+++ Entries supplied

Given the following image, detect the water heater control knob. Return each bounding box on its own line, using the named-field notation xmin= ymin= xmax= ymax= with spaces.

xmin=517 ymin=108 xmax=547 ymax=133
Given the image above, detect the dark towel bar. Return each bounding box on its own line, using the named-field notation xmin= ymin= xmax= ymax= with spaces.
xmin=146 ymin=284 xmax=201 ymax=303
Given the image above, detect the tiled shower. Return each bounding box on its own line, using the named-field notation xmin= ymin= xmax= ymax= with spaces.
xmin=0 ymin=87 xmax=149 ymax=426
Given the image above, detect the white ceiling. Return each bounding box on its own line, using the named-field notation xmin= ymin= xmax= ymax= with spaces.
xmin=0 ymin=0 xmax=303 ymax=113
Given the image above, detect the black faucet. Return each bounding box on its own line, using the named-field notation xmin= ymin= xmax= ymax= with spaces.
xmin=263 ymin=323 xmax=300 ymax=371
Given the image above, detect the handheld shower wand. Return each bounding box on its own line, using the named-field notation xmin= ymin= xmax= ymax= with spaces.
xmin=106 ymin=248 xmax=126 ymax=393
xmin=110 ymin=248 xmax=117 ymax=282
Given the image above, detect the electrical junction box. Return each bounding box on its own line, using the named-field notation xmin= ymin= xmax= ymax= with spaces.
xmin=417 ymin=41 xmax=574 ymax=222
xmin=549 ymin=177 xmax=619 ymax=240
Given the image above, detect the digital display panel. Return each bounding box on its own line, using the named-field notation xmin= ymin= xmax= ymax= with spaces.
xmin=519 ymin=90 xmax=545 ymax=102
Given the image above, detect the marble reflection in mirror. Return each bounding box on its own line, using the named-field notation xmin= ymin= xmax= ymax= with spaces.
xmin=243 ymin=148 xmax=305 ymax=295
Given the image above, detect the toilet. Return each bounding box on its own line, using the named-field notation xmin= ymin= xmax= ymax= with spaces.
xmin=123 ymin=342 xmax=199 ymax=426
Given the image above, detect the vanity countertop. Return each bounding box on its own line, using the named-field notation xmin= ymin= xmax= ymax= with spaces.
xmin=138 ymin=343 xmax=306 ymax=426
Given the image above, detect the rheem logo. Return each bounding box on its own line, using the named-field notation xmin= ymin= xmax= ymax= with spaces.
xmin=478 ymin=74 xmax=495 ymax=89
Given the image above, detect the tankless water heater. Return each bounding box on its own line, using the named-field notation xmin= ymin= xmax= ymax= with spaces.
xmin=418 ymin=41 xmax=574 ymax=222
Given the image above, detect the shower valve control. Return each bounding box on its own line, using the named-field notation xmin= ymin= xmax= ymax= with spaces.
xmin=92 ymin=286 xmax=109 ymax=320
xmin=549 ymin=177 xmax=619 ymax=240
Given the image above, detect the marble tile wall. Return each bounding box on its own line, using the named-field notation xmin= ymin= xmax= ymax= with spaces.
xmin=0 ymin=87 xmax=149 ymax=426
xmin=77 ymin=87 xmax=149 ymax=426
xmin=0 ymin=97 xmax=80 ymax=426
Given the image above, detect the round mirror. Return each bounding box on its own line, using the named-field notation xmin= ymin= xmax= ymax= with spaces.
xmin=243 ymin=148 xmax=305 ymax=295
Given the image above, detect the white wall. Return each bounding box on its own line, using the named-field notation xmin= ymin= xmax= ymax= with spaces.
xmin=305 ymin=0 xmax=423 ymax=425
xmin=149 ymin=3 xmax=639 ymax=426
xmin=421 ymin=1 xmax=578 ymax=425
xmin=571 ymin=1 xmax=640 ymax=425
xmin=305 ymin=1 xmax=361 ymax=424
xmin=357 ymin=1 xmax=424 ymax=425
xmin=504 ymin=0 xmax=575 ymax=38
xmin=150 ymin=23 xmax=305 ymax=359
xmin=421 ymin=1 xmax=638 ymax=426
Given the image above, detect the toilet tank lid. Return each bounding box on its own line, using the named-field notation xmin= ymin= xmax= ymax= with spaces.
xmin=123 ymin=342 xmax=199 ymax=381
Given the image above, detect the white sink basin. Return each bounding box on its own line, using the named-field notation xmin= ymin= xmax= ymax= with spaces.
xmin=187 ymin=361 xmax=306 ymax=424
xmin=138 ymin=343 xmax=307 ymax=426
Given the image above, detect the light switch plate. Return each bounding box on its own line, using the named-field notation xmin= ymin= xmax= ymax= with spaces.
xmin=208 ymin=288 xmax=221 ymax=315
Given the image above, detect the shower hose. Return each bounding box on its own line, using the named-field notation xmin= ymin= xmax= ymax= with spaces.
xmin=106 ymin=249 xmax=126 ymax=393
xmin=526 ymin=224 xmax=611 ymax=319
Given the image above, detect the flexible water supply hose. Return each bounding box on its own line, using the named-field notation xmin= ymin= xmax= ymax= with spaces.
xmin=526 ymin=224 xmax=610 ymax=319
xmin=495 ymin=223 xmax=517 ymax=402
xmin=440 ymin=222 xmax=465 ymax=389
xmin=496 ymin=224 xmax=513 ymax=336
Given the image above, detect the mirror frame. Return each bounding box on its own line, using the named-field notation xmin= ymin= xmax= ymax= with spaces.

++++++

▶ [Brief] What is needed is a word-for-word restatement of all the data.

▶ [Exercise answer]
Given the following image, detect the water heater control knob. Return each bounding box on its own line, using the named-field notation xmin= ymin= xmax= ymax= with spaces.

xmin=517 ymin=108 xmax=547 ymax=133
Given the image above, detect the dark towel bar. Return each bounding box on its own line, using the named-field notation xmin= ymin= xmax= ymax= with spaces.
xmin=146 ymin=284 xmax=201 ymax=303
Given the image above, detect the tiled shower. Return each bounding box on its own line, using the named-field notation xmin= ymin= xmax= ymax= with spaces.
xmin=0 ymin=87 xmax=149 ymax=426
Given the image above, detect the white ceiling. Return each bounding box on its own line, using the named-field notation xmin= ymin= xmax= ymax= with spaces.
xmin=0 ymin=0 xmax=303 ymax=113
Given the image above, detect the black faucet. Return each bounding box on its own line, using the named-field notation xmin= ymin= xmax= ymax= with spaces.
xmin=263 ymin=323 xmax=300 ymax=371
Given the image above, detect the handheld shower wand. Return each bounding box on its own line, using the named-field notation xmin= ymin= xmax= ymax= with spaces.
xmin=106 ymin=248 xmax=126 ymax=393
xmin=110 ymin=248 xmax=117 ymax=282
Given the image above, detect the electrical junction box. Return each bounding box on its own line, using the named-field notation xmin= ymin= xmax= ymax= with spaces.
xmin=417 ymin=41 xmax=574 ymax=222
xmin=549 ymin=177 xmax=619 ymax=240
Given the image above, detect the digital display panel. Return each bounding box on its own line, using the named-field notation xmin= ymin= xmax= ymax= with spaces.
xmin=519 ymin=90 xmax=545 ymax=102
Given the image above, detect the marble reflection in mirror. Return each bounding box on its own line, using the named-field notation xmin= ymin= xmax= ymax= with spaces.
xmin=243 ymin=148 xmax=305 ymax=295
Given the image above, detect the toilet. Return each bounding box on its own line, using the named-field notation xmin= ymin= xmax= ymax= with spaces.
xmin=123 ymin=342 xmax=199 ymax=426
Given the image above, detect the vanity countertop. Return each bounding box on its own line, using the named-field notation xmin= ymin= xmax= ymax= with spaces.
xmin=138 ymin=343 xmax=306 ymax=426
Given the image above, detect the rheem logo. Return each bounding box on its own line, using the named-field notation xmin= ymin= xmax= ymax= with spaces.
xmin=478 ymin=74 xmax=495 ymax=89
Given the image above, detect the tankless water heater. Return each bounding box on its own line, using the named-field notation xmin= ymin= xmax= ymax= with spaces.
xmin=418 ymin=41 xmax=574 ymax=222
Given the image above, detect the shower valve control. Return each bounding box on its own line, using the named-field notation xmin= ymin= xmax= ymax= with spaces.
xmin=92 ymin=286 xmax=109 ymax=320
xmin=549 ymin=177 xmax=619 ymax=240
Given the image above, detect the marble tile wall. Return each bounding box on its own line, using the named-field notation xmin= ymin= xmax= ymax= with spaces.
xmin=0 ymin=87 xmax=149 ymax=426
xmin=77 ymin=87 xmax=149 ymax=426
xmin=0 ymin=97 xmax=80 ymax=426
Given the image above, detect the round mirror. Return each bounding box on its own line, using the named-field notation xmin= ymin= xmax= ymax= with spaces.
xmin=243 ymin=148 xmax=305 ymax=295
Given the image above, detect the white wall. Return each bounding box on its own line, using the named-field notation xmin= ymin= xmax= ymax= with spaces.
xmin=305 ymin=0 xmax=423 ymax=425
xmin=149 ymin=3 xmax=639 ymax=426
xmin=421 ymin=1 xmax=578 ymax=425
xmin=571 ymin=1 xmax=640 ymax=425
xmin=305 ymin=1 xmax=361 ymax=424
xmin=357 ymin=1 xmax=424 ymax=425
xmin=504 ymin=0 xmax=575 ymax=38
xmin=150 ymin=23 xmax=305 ymax=359
xmin=421 ymin=1 xmax=638 ymax=426
Given the image above, detect the toilet tank lid. Return each bounding box on its own line, using the named-field notation xmin= ymin= xmax= ymax= with spaces.
xmin=123 ymin=342 xmax=199 ymax=381
Given the image above, detect the white sink basin. Return each bounding box on its own line, using the named-field notation xmin= ymin= xmax= ymax= with spaces.
xmin=187 ymin=361 xmax=306 ymax=424
xmin=138 ymin=343 xmax=307 ymax=426
Given the image above, detect the light switch plate. Return each bounding box on its own line, using the named-field notation xmin= ymin= xmax= ymax= with spaces.
xmin=208 ymin=288 xmax=221 ymax=315
Given the image above, detect the shower hose. Return each bounding box on its own line, using the named-field notation xmin= ymin= xmax= ymax= with spaces.
xmin=106 ymin=249 xmax=126 ymax=393
xmin=526 ymin=224 xmax=611 ymax=319
Given the image above, detect the flexible water supply hose. Return each bounding box on its own line, using the named-field notation xmin= ymin= xmax= ymax= with spaces.
xmin=526 ymin=224 xmax=610 ymax=319
xmin=495 ymin=223 xmax=517 ymax=402
xmin=440 ymin=222 xmax=465 ymax=389
xmin=496 ymin=224 xmax=513 ymax=336
Given the image above, detect the mirror frame. Return each bounding box on its own line, using the named-field notation xmin= ymin= xmax= ymax= with spaces.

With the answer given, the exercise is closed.